Input:

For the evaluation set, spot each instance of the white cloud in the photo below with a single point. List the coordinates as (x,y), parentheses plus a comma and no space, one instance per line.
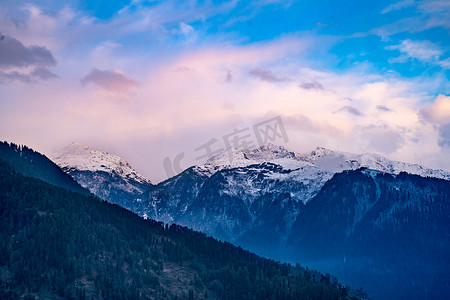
(398,5)
(186,28)
(421,50)
(437,112)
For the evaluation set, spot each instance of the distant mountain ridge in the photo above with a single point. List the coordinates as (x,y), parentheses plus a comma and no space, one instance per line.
(56,244)
(105,175)
(272,200)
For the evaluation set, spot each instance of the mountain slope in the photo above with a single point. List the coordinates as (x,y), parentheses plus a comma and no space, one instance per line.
(388,233)
(33,164)
(105,175)
(56,243)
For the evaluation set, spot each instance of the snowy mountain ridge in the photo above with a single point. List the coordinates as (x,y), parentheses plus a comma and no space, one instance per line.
(325,160)
(84,158)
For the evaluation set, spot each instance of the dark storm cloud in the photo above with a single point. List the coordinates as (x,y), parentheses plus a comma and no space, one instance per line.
(266,75)
(14,54)
(110,80)
(39,73)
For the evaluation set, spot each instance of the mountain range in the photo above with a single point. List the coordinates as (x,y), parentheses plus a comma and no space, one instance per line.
(327,208)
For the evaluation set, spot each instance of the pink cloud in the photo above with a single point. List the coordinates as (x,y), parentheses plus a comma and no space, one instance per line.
(111,80)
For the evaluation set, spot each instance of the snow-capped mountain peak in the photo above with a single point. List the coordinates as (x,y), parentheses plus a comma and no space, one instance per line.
(338,161)
(84,158)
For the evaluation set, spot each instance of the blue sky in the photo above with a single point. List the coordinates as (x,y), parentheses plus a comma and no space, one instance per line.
(150,79)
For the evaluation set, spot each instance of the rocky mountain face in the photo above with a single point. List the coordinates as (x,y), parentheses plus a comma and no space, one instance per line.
(377,223)
(105,175)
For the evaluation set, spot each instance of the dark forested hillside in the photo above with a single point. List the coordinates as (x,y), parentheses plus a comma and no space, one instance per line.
(56,243)
(388,233)
(31,163)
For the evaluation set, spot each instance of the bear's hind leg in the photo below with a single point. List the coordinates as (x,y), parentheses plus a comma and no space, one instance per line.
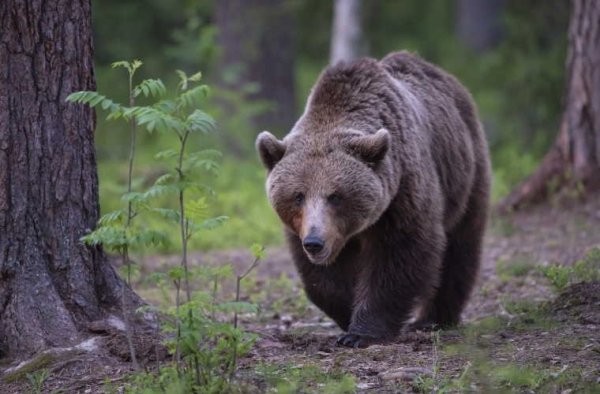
(459,268)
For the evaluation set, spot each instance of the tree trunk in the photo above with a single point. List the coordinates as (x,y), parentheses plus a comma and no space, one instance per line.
(346,35)
(479,23)
(257,39)
(574,158)
(51,285)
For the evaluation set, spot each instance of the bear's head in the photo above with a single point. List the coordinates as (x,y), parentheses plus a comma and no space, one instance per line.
(326,189)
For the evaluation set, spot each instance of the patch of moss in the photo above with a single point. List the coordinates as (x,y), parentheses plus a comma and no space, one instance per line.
(39,362)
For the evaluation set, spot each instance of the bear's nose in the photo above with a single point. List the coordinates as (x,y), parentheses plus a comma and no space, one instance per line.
(312,244)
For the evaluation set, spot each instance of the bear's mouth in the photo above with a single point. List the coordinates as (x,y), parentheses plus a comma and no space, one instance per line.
(321,258)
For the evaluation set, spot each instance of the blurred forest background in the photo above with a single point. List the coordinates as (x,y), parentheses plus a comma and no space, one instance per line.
(261,58)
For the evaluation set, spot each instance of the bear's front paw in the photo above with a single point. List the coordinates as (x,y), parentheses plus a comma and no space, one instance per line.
(355,341)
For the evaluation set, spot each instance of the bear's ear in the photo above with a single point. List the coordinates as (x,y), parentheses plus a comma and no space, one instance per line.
(371,148)
(270,149)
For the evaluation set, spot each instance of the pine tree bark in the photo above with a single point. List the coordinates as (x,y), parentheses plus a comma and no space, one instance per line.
(346,35)
(51,285)
(574,159)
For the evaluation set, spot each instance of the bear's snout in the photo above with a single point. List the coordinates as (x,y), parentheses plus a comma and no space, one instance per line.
(312,244)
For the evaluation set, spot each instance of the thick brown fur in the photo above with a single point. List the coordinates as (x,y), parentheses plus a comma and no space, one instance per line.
(389,168)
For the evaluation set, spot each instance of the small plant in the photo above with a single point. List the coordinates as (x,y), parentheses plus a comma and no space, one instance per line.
(37,379)
(584,270)
(201,336)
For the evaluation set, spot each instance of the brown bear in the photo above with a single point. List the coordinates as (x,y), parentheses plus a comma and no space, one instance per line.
(383,188)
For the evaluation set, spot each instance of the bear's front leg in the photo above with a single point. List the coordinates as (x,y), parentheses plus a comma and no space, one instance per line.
(393,283)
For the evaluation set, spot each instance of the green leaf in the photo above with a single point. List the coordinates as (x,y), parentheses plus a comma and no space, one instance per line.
(258,251)
(111,218)
(166,154)
(144,237)
(176,273)
(237,306)
(133,197)
(160,190)
(182,79)
(170,214)
(154,87)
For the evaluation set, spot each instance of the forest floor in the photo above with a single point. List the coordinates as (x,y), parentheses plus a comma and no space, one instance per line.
(520,332)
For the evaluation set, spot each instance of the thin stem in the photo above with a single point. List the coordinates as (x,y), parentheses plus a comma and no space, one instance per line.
(178,339)
(184,225)
(130,214)
(125,302)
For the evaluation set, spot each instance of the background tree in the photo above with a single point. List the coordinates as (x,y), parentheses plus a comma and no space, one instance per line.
(346,34)
(479,23)
(51,285)
(575,156)
(257,41)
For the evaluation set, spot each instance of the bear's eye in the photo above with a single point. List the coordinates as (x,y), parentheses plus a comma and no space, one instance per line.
(298,198)
(334,199)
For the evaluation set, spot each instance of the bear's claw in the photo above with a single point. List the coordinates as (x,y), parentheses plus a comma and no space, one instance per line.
(353,340)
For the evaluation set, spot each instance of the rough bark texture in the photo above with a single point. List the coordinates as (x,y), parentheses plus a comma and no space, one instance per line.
(346,35)
(257,38)
(575,156)
(51,285)
(479,23)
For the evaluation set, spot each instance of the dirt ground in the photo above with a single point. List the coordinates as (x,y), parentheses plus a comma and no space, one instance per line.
(517,333)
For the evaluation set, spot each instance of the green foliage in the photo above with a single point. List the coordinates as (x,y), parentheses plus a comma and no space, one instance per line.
(205,348)
(37,379)
(584,270)
(306,378)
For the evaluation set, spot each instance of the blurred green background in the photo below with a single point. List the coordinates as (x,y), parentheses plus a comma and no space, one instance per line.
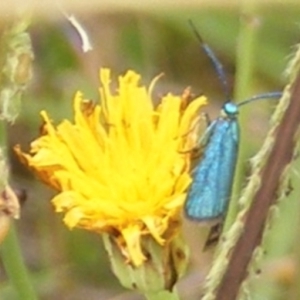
(72,264)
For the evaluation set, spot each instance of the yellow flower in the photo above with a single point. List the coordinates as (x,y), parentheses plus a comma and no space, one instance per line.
(120,167)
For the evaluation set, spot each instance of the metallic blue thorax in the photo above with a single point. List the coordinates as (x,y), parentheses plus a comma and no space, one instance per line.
(210,190)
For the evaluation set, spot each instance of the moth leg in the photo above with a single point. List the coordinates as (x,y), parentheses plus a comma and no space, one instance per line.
(213,236)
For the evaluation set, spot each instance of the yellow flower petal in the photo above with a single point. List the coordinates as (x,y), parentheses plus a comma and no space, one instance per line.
(119,167)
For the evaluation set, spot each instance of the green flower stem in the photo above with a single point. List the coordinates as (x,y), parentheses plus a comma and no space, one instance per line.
(15,73)
(244,74)
(163,295)
(15,268)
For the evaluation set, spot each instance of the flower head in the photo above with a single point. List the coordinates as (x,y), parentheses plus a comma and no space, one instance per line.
(120,167)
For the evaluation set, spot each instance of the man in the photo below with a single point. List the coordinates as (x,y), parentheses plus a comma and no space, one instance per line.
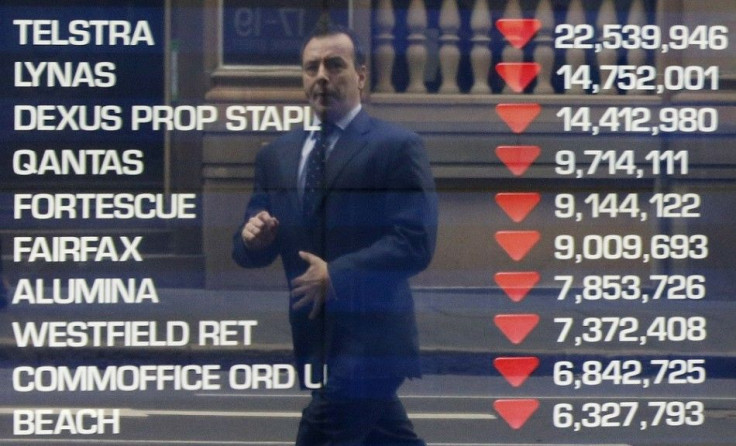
(351,223)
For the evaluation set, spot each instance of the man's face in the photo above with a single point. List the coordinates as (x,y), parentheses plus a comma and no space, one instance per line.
(332,83)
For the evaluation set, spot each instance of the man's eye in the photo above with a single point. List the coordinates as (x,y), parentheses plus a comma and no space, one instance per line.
(334,64)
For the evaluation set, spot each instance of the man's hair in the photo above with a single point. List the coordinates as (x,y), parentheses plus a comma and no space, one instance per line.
(326,28)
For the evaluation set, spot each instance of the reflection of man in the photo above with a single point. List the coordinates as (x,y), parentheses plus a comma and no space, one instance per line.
(3,290)
(350,230)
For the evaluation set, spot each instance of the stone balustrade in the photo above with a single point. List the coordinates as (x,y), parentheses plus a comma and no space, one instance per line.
(451,46)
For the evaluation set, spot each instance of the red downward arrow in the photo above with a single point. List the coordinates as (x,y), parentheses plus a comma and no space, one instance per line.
(516,285)
(517,244)
(516,412)
(518,31)
(518,116)
(518,75)
(516,327)
(518,205)
(516,370)
(518,158)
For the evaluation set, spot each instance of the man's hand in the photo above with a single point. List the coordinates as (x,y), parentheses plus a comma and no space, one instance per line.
(260,231)
(313,285)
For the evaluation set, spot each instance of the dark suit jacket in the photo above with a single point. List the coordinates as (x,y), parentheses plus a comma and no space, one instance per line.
(380,225)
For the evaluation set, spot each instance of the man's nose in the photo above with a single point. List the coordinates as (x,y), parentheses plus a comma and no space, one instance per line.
(322,72)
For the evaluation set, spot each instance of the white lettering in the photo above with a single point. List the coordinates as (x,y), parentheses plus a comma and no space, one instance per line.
(66,74)
(84,32)
(66,421)
(82,291)
(77,334)
(104,206)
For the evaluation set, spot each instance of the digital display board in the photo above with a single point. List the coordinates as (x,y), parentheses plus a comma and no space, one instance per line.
(580,289)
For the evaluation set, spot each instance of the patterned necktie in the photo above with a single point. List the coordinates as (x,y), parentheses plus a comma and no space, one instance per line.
(314,184)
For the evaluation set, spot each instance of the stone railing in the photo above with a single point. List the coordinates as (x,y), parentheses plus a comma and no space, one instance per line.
(451,46)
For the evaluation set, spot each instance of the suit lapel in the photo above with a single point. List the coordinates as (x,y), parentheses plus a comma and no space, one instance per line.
(352,140)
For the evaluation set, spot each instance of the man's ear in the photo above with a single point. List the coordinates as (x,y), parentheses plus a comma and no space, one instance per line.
(362,76)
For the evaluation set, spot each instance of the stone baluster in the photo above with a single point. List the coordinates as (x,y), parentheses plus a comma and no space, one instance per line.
(449,50)
(416,53)
(509,53)
(480,55)
(606,56)
(384,52)
(575,57)
(544,53)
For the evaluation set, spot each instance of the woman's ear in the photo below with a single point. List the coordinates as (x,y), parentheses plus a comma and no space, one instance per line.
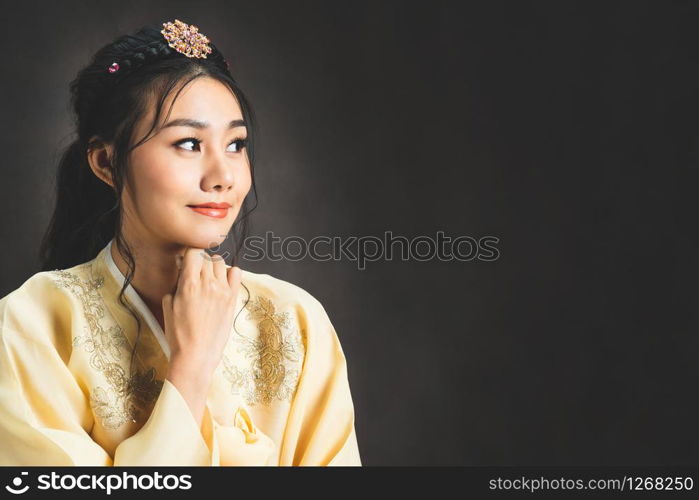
(99,156)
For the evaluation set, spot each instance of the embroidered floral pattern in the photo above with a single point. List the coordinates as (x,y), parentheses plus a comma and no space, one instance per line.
(274,355)
(125,397)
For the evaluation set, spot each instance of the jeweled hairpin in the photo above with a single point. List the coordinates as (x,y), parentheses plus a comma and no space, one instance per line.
(184,38)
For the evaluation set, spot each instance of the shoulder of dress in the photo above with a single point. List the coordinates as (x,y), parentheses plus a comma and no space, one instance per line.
(278,290)
(42,303)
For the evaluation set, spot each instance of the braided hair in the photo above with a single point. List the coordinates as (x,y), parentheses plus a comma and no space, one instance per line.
(106,107)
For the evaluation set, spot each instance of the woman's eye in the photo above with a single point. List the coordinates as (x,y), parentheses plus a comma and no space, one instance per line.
(241,143)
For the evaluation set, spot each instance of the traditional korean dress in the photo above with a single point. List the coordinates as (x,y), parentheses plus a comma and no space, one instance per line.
(280,395)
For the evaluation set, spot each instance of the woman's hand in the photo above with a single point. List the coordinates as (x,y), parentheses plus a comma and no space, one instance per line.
(198,318)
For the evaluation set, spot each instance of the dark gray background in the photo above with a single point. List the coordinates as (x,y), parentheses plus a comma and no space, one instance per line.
(566,129)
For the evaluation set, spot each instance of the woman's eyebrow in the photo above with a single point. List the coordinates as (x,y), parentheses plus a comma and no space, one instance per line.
(188,122)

Problem statement:
Beginning at the line that holds "For the evaluation set, spot each instance of the woman's hand", reproduce each line of the records above down to and including the last one.

Correct result:
For the evaluation set, spot each instance of the woman's hand in the photo above with a single point. List the coordinates as (x,y), parentheses plus a comma and no space, one instance per line.
(198,318)
For the evaluation set, spot each instance of the dark gray background in the photo above with a single point. List the coordinates as (x,y), parentheses plus a comma and no space, one instance per line.
(566,129)
For the evaluation set, spot each instance of the woman's eyebrow in the photo above with a single point. List the coordinates as (x,y), parentheses plus a comma and no space, one instance per line.
(188,122)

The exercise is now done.